%%
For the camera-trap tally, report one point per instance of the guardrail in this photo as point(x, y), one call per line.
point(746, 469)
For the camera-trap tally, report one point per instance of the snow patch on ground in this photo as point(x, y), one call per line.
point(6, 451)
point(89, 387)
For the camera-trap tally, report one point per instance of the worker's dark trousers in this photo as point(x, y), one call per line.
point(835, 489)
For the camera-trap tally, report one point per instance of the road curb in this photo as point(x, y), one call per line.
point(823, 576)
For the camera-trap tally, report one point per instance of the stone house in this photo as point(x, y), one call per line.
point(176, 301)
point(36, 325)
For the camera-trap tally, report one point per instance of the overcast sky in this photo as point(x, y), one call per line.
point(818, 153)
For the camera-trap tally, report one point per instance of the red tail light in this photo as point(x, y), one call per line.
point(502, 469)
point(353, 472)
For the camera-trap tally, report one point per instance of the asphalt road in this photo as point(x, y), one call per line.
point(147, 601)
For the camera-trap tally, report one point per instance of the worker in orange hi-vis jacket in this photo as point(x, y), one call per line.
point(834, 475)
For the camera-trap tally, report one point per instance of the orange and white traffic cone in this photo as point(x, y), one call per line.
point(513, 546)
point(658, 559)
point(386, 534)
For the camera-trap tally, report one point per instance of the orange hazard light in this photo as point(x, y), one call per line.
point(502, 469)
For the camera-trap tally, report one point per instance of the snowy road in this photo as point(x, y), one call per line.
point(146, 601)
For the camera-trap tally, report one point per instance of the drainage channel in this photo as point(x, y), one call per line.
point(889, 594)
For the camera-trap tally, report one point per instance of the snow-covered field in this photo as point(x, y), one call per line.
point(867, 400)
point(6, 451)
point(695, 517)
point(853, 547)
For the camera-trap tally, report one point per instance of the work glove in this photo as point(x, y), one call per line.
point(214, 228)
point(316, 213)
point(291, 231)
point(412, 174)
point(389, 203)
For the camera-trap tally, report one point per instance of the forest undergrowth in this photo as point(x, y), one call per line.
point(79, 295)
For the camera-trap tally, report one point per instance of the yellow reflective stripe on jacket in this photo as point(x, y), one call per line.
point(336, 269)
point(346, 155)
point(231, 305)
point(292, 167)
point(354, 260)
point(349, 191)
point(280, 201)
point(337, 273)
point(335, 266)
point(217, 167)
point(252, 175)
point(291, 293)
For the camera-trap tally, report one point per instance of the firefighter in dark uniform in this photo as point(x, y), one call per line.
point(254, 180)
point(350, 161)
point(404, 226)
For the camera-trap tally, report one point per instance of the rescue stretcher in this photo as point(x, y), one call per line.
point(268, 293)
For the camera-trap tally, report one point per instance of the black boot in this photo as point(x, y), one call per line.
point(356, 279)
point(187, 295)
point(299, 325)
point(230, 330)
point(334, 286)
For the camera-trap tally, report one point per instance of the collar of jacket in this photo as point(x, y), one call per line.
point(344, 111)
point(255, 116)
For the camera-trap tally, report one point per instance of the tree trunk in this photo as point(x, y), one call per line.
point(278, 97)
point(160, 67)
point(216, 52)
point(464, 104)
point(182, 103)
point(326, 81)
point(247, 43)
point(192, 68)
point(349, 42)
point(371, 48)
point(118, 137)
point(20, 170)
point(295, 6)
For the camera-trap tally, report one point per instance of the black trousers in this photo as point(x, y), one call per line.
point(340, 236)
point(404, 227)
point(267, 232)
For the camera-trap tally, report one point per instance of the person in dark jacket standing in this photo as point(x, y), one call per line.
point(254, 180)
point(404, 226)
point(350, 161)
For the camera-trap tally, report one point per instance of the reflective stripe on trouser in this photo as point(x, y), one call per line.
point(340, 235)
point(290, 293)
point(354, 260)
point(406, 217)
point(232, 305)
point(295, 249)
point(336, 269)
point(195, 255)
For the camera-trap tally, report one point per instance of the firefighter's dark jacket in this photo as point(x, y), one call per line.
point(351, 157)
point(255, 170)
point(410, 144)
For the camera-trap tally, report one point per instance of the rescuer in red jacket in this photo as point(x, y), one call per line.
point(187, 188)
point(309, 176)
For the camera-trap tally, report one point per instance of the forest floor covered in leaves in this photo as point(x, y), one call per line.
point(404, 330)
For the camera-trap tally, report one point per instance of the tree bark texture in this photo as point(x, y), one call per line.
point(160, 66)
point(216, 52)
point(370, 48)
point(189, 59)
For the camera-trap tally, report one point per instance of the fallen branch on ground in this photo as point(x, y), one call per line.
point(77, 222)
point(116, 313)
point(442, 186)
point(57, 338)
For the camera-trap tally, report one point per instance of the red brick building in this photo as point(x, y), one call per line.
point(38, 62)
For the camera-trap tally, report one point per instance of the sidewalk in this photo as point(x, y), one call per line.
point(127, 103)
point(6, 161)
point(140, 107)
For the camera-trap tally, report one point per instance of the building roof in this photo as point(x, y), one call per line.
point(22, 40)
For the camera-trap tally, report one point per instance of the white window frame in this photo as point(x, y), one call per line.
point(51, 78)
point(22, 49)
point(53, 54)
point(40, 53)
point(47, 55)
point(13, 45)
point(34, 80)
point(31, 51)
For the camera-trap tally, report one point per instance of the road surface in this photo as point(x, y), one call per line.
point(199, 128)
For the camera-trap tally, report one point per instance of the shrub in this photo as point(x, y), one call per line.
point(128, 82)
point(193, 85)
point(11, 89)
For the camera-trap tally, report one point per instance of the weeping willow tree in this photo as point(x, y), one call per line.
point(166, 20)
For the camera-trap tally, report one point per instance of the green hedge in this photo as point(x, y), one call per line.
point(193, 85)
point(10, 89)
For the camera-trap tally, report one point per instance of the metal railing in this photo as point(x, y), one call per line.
%%
What needs to be done:
Repeat back the material above verbatim, including every line.

Result:
For the camera-trap tally, report one point per instance of the guardrail in this photo as point(x, y), one call per line.
point(746, 469)
For the camera-trap tally, report one point per instance of the snow patch on ground in this photo as point(x, y), one call per line.
point(6, 451)
point(89, 387)
For the camera-trap tally, report one point per instance of the worker's dark trousers in this photo as point(x, y), one call per line.
point(835, 489)
For the camera-trap tally, report one point per instance of the road curb in this photo as point(x, y), one call per line.
point(823, 576)
For the camera-trap tally, report one point per instance of the stone house in this photo as point(x, y), one call per line.
point(176, 301)
point(36, 325)
For the camera-trap tally, report one point per instance of the overcast sky in this photo as point(x, y), one call per line.
point(818, 153)
For the camera-trap tally, report one point per instance of the red tail light in this photo as point(x, y), one call per line.
point(502, 469)
point(353, 472)
For the camera-trap tally, report one point per instance of the asphalt road in this photo as point(x, y), one call per line.
point(147, 601)
For the camera-trap tally, report one point per instance of the worker in orange hi-vis jacket in this photo as point(x, y), one call per line.
point(834, 475)
For the camera-trap tally, report one point per instance of the orange and white traffic cone in this photo as point(x, y), one call per line.
point(513, 546)
point(658, 559)
point(386, 534)
For the camera-trap tally, report one point per instance of the orange hazard light in this photo as point(x, y), one call per line.
point(502, 469)
For the camera-trap tally, report one point per instance of the snowy road in this photo as point(x, y), one call per line.
point(146, 601)
For the camera-trap tally, report one point per instance of the drainage channel in this photo as point(x, y), one call per line.
point(889, 594)
For the camera-trap tally, report one point per instance of the snow-covered field in this photo as point(x, y), one call per line.
point(867, 400)
point(6, 451)
point(695, 517)
point(853, 547)
For the camera-trap tally, report one point per instance of the work glove in this photo as point(x, y), one call per line.
point(214, 228)
point(316, 213)
point(291, 231)
point(412, 174)
point(389, 203)
For the camera-trap tally, report one point per instance of the forest undergrowth in this photo as point(x, y), one call per line.
point(79, 295)
For the camera-trap tally, report one point per instance of the yellow reflective stripe on jacket in this photo as point(x, y), one call per line.
point(336, 269)
point(346, 155)
point(231, 305)
point(292, 167)
point(354, 260)
point(349, 191)
point(280, 201)
point(337, 273)
point(335, 266)
point(217, 167)
point(252, 175)
point(291, 293)
For the camera-trap tally, report one point per instance of the firefighter in dark uniform in this photo as point(x, y), one call per line.
point(254, 180)
point(350, 161)
point(404, 226)
For the camera-trap tally, report one point per instance of the rescue stretcher in this photo as point(x, y), one call per line.
point(268, 293)
For the camera-trap tally, report one point per instance of the black boot in this photo as point(x, y), one call per line.
point(356, 279)
point(187, 295)
point(299, 325)
point(230, 330)
point(334, 286)
For the camera-trap tally, report one point per instance of the collar of jacket in this photo as point(x, y), one call per line.
point(344, 111)
point(255, 116)
For the camera-trap tally, report one point per instance of the tree trunk in this photo as point(x, y), one call per line.
point(278, 97)
point(160, 67)
point(216, 52)
point(464, 104)
point(182, 103)
point(326, 81)
point(247, 43)
point(192, 68)
point(349, 42)
point(371, 48)
point(118, 137)
point(20, 170)
point(295, 6)
For the camera-trap tally, report one point per instance of the black trousers in this photo as point(x, y), one call per line.
point(340, 236)
point(404, 227)
point(267, 232)
For the camera-trap tally, report one point per instance of the person in dark jacket standing in this photo as point(x, y), one call per line.
point(254, 180)
point(404, 226)
point(350, 161)
For the camera-trap tally, report one point per instance of the reflective stripe on trouser in this photo as point(x, y), one call per line.
point(340, 235)
point(290, 293)
point(354, 260)
point(406, 217)
point(232, 305)
point(295, 249)
point(336, 269)
point(195, 255)
For the camera-trap tally, report one point per instance of the firefighter's dark jacket in this photo as point(x, y), one call per line.
point(351, 157)
point(255, 170)
point(410, 144)
For the camera-trap tally, report one point per instance of the rescuer in red jacket in this photo as point(x, y), one call per line.
point(187, 188)
point(309, 176)
For the camera-trap tally, report one point per instance of the forest floor covered in leaves in this photo as point(x, y), one call per line.
point(404, 330)
For the camera-trap tally, report one point per instance of the tree bark texture in this photo as point(x, y), one call per line.
point(160, 66)
point(216, 52)
point(370, 48)
point(189, 59)
For the camera-trap tally, report one point per instance of the fallen branch on ground in this photo as point(x, y), one call per line.
point(77, 222)
point(116, 313)
point(442, 186)
point(57, 338)
For the camera-trap tally, report one point per instance of the red brick building in this photo as point(x, y), one call per line.
point(38, 62)
For the camera-trap tally, report one point per instance of the sidewalk in this photo as point(x, y), one call per line.
point(127, 103)
point(6, 161)
point(140, 107)
For the camera-trap tally, report one point per instance of the building roof in this photo as point(x, y), one call per line.
point(22, 40)
For the camera-trap tally, report one point per instance of the white window frame in this photo as point(x, y), one call per line.
point(51, 78)
point(22, 49)
point(53, 54)
point(40, 53)
point(47, 55)
point(13, 45)
point(34, 80)
point(31, 51)
For the camera-trap tally, report one point per instance of the road surface in this photo as point(x, y), one call per line.
point(199, 128)
For the camera-trap tally, report one point per instance of the shrub in this photo as point(x, y), one call per line.
point(128, 82)
point(193, 85)
point(11, 89)
For the camera-trap tally, report one point per instance of the weeping willow tree in this photo as point(x, y), one call per line.
point(166, 20)
For the camera-trap tally, report one point per instance of the green hedge in this photo as point(x, y), one call per line.
point(193, 85)
point(10, 89)
For the camera-trap tally, report one point per instance of the metal railing in this photo as point(x, y), one call per line.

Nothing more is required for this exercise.